[Goal]
Count the lines in the entries below that contain the word "gray". Give only the number.

[Input rows]
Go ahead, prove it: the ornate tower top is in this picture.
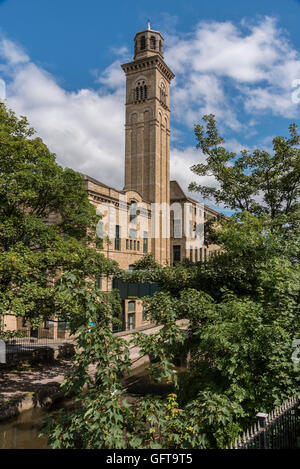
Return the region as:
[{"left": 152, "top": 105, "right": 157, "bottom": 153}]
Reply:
[{"left": 134, "top": 20, "right": 164, "bottom": 60}]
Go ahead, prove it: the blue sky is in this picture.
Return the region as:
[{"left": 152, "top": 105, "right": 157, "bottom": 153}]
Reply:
[{"left": 0, "top": 0, "right": 300, "bottom": 214}]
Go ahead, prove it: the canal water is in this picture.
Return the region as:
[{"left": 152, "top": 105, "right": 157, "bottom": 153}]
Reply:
[{"left": 0, "top": 365, "right": 184, "bottom": 449}]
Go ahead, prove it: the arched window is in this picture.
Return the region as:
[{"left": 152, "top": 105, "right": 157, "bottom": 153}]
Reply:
[
  {"left": 160, "top": 83, "right": 167, "bottom": 104},
  {"left": 128, "top": 301, "right": 135, "bottom": 313},
  {"left": 135, "top": 81, "right": 148, "bottom": 101},
  {"left": 150, "top": 36, "right": 156, "bottom": 49},
  {"left": 129, "top": 200, "right": 137, "bottom": 225}
]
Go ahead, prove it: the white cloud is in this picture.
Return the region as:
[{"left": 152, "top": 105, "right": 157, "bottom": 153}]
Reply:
[
  {"left": 0, "top": 14, "right": 300, "bottom": 201},
  {"left": 166, "top": 17, "right": 300, "bottom": 120},
  {"left": 0, "top": 38, "right": 29, "bottom": 64},
  {"left": 0, "top": 42, "right": 125, "bottom": 188}
]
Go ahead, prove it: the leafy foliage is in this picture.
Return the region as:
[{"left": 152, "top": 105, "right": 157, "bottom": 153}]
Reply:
[
  {"left": 189, "top": 114, "right": 300, "bottom": 218},
  {"left": 0, "top": 103, "right": 119, "bottom": 334}
]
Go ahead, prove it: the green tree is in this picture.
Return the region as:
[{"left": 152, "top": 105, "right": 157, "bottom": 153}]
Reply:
[
  {"left": 189, "top": 114, "right": 300, "bottom": 218},
  {"left": 0, "top": 103, "right": 119, "bottom": 333},
  {"left": 46, "top": 111, "right": 300, "bottom": 449}
]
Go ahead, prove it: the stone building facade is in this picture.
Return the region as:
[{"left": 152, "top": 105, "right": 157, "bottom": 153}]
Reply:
[{"left": 1, "top": 25, "right": 220, "bottom": 338}]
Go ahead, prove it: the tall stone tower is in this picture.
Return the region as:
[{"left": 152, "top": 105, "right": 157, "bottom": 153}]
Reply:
[{"left": 122, "top": 23, "right": 174, "bottom": 264}]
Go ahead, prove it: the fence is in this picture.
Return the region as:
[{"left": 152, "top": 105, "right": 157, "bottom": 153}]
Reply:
[
  {"left": 230, "top": 397, "right": 300, "bottom": 449},
  {"left": 4, "top": 321, "right": 72, "bottom": 364}
]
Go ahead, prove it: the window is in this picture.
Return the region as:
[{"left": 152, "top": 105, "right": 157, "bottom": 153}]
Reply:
[
  {"left": 190, "top": 220, "right": 193, "bottom": 238},
  {"left": 57, "top": 321, "right": 70, "bottom": 331},
  {"left": 128, "top": 301, "right": 135, "bottom": 313},
  {"left": 129, "top": 228, "right": 137, "bottom": 239},
  {"left": 129, "top": 202, "right": 137, "bottom": 225},
  {"left": 143, "top": 231, "right": 148, "bottom": 254},
  {"left": 173, "top": 246, "right": 181, "bottom": 262},
  {"left": 160, "top": 83, "right": 167, "bottom": 104},
  {"left": 135, "top": 81, "right": 148, "bottom": 101},
  {"left": 142, "top": 305, "right": 148, "bottom": 322},
  {"left": 128, "top": 313, "right": 135, "bottom": 331},
  {"left": 95, "top": 275, "right": 102, "bottom": 290},
  {"left": 173, "top": 218, "right": 182, "bottom": 238},
  {"left": 96, "top": 237, "right": 103, "bottom": 249},
  {"left": 115, "top": 225, "right": 121, "bottom": 251}
]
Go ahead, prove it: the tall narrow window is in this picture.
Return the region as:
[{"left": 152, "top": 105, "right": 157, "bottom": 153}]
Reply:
[
  {"left": 143, "top": 231, "right": 148, "bottom": 254},
  {"left": 129, "top": 202, "right": 137, "bottom": 223},
  {"left": 96, "top": 237, "right": 103, "bottom": 249},
  {"left": 150, "top": 36, "right": 156, "bottom": 49},
  {"left": 142, "top": 305, "right": 148, "bottom": 322},
  {"left": 115, "top": 225, "right": 121, "bottom": 251},
  {"left": 95, "top": 275, "right": 102, "bottom": 290},
  {"left": 129, "top": 228, "right": 137, "bottom": 239}
]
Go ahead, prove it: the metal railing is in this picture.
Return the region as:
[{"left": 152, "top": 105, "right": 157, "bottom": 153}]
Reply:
[
  {"left": 4, "top": 329, "right": 72, "bottom": 363},
  {"left": 229, "top": 396, "right": 300, "bottom": 449}
]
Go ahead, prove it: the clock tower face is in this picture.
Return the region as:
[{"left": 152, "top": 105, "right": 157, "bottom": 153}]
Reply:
[{"left": 122, "top": 29, "right": 174, "bottom": 266}]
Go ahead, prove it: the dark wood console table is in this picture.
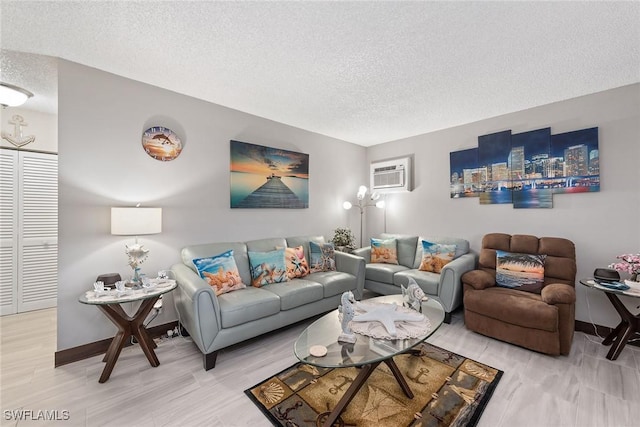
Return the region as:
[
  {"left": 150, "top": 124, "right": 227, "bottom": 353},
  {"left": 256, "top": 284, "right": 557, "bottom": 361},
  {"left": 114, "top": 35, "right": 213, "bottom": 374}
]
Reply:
[
  {"left": 580, "top": 279, "right": 640, "bottom": 360},
  {"left": 78, "top": 280, "right": 177, "bottom": 383}
]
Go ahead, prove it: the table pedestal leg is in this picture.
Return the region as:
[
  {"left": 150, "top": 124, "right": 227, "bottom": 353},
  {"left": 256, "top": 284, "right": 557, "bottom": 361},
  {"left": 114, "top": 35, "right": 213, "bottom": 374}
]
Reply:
[
  {"left": 602, "top": 292, "right": 640, "bottom": 360},
  {"left": 98, "top": 297, "right": 160, "bottom": 383},
  {"left": 322, "top": 359, "right": 413, "bottom": 427}
]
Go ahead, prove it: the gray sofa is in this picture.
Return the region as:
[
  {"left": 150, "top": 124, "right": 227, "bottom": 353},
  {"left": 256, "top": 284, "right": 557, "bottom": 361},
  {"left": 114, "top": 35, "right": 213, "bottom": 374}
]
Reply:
[
  {"left": 172, "top": 236, "right": 364, "bottom": 370},
  {"left": 353, "top": 233, "right": 476, "bottom": 323}
]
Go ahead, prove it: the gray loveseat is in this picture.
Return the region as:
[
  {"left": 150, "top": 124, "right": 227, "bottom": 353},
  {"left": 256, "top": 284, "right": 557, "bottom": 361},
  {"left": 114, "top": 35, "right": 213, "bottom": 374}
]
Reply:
[
  {"left": 353, "top": 233, "right": 476, "bottom": 323},
  {"left": 172, "top": 236, "right": 365, "bottom": 370}
]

[Task result]
2